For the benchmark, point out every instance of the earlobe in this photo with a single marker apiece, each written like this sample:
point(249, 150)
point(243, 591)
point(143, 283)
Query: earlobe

» **Goal of the exercise**
Return every line of the records above without alteration, preserving their original order.

» **Exercise answer**
For the benchmark, point out every instance of the earlobe in this photo with a single marker apiece, each written like this sample:
point(249, 150)
point(243, 591)
point(143, 283)
Query: earlobe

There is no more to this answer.